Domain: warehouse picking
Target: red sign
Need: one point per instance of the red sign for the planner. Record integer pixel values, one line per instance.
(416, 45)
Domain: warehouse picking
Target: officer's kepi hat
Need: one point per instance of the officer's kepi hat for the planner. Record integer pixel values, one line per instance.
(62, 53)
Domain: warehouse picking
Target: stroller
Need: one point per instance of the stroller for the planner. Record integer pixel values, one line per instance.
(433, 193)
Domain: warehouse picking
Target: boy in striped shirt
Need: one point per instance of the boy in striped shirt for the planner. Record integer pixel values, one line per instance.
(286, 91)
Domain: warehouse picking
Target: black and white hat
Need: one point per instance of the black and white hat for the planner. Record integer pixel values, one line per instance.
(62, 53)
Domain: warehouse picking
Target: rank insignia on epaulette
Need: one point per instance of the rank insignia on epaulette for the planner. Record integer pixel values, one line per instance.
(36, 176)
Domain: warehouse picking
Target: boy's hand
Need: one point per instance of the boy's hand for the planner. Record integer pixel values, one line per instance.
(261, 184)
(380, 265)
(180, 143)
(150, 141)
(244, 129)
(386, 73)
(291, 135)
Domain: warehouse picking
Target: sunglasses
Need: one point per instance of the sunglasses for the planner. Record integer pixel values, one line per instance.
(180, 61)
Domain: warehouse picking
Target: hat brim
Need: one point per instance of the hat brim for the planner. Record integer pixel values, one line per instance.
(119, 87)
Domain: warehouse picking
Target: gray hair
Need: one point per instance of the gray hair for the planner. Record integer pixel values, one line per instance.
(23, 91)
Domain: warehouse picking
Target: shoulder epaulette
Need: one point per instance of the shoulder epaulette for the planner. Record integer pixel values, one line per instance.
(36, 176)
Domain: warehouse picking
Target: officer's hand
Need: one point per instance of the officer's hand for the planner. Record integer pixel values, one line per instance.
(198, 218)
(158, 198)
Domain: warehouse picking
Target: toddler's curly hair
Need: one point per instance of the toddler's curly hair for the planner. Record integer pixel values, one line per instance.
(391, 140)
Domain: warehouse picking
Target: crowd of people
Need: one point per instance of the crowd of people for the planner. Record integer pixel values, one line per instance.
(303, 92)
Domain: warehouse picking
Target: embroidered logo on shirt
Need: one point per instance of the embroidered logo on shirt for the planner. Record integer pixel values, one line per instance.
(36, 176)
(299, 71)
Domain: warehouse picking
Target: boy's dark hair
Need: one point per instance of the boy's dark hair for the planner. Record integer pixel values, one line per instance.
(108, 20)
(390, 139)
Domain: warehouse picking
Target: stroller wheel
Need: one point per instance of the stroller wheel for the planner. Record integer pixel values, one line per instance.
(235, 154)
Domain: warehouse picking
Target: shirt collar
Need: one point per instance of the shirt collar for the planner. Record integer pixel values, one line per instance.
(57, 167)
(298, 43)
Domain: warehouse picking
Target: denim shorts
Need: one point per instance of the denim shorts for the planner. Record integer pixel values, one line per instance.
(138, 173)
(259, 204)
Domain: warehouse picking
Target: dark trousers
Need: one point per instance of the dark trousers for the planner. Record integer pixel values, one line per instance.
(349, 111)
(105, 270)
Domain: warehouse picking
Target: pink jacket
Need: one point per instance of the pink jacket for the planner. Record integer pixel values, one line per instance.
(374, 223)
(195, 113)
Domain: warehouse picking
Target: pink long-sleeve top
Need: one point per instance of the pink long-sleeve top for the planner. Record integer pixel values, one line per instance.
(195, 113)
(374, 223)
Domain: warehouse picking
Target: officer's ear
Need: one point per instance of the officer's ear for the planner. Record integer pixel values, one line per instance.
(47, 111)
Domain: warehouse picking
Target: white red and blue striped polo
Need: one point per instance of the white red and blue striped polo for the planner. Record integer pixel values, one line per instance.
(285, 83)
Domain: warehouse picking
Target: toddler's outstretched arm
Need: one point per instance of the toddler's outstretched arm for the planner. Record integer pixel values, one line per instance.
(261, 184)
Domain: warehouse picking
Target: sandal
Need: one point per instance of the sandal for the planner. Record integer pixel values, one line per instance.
===============
## Request:
Take the records above and return them exactly as written.

## Answer below:
Domain: warehouse picking
Target: red sign
Need: one point per instance of the red sign for the planner. Record integer pixel values, one line per instance.
(416, 45)
Domain: warehouse picking
Target: officer's kepi hat
Need: one point per instance of the officer's kepi hat for the planner. Record integer pixel values, one line per instance.
(62, 53)
Domain: warehouse picking
Target: stroller
Need: one point per instance of the stroller for the planner. Record integer pixel values, one line per instance.
(433, 193)
Domain: warehouse picking
Target: boy in striped shirt
Need: one point per instance of the boy in striped shirt for the planner. Record integer pixel values, one line per instance.
(286, 91)
Domain: warehouse picking
Target: black and white hat
Need: one point per instance of the black and white hat for the planner. Record integer pixel values, one line per instance.
(62, 53)
Domain: warehouse picking
Target: rank insignia on epaulette
Need: one point per instance of the rank insignia on epaulette for the planner. Record integer pixel values, one line per instance.
(36, 176)
Domain: warehouse picking
Target: boy's hand
Need: one point per instance of the boy's hand for the planner. Record integer pixel values, one line per instance.
(261, 184)
(380, 265)
(180, 143)
(150, 141)
(244, 129)
(386, 73)
(291, 135)
Domain: warehouse picking
Target: sunglasses
Need: one point per instance of the sunglasses for the planner. Record integer pixel values, one line per instance.
(180, 61)
Domain: warehouse picking
Target: hat brim
Need: one point per instance of the hat brim for the planner. Record integer pixel values, one line per instance.
(119, 87)
Domain: warehouse picking
Target: gray hair
Need: one point per instance of the gray hair for the planner. Record integer pixel values, one line per instance.
(23, 91)
Domain: warehouse picking
Target: shoulder epaulette
Need: one point per instance of the shoulder epaulette for the planner. Record integer pixel values, one line per instance.
(36, 176)
Domain: warehouse picking
Target: officer's hand
Need: one point per instance of the officer's hand for the planner. Record integer pixel values, one line per instance.
(198, 218)
(158, 198)
Domain: warehouse picking
Target: toddler's curly hair
Need: one point per instance of the toddler's curly hair for the planner. Record integer pixel values, one line per instance.
(391, 140)
Domain: warehouse picking
Target: crowd of people
Need: one point per instance of the crowd of people for the planner. Record integer pixel values, one line per instance.
(303, 92)
Domain: warehouse picking
Target: embroidered logo on shirt
Need: one point per instance of the embroidered logo on shirt for the planner. Record integer pixel values, one line per instance.
(36, 176)
(299, 71)
Domain: warehouse picking
Target: boy's dark hair
Need: one point per instance of the boy's dark hair for the planner. Record integer pixel values, one line per instance.
(108, 20)
(390, 139)
Domain: warehouse picking
Target: stroller wheel
Need: one point per instance of the stroller wheel for the planner. Record integer pixel values, one line per instance.
(235, 154)
Domain: warehouse picking
Target: shirt collar
Need: one point per instance of the shirt collar for the planner. Record integer pixel values, one line per instance.
(57, 167)
(298, 43)
Domain: warehouse picking
Target: denim shorts
Need: one point per instance of the denim shorts for the planner. Record integer pixel values, one line per instance.
(138, 173)
(259, 204)
Domain: warehouse picking
Target: dark trousers
Need: one point per instance of the dark trousers for the planner. Record integer pixel values, one line per instance.
(349, 111)
(105, 270)
Domain: warehouse picking
Target: pink jacket
Need: one point per instance of the pink jacket for the planner. Record integer pixel values, one line per instance.
(374, 223)
(195, 113)
Domain: warehouse picking
Target: pink long-sleeve top
Need: one point per instance of the pink long-sleeve top for the planner. Record integer pixel values, one line per instance.
(195, 113)
(374, 223)
Domain: warehouse picking
Target: officer's ear
Need: one point per instance of the officer's ear for the planner. Record integer pixel values, one line per instance.
(47, 111)
Domain: warehouse picking
Target: white red and blue striped polo
Need: one point per instance of the white red and blue striped polo for the planner. Record integer pixel values, one line per instance.
(285, 83)
Domain: warehouse picking
Target: toddler's outstretched arm
Need: one point per instance of the toddler's outstretched arm for the planner. Record integer pixel values, one line per instance.
(261, 184)
Domain: warehouse picking
Target: sandal
Need: one point per instance of the sandal for the planner. Record integer pixel values, one line per instance.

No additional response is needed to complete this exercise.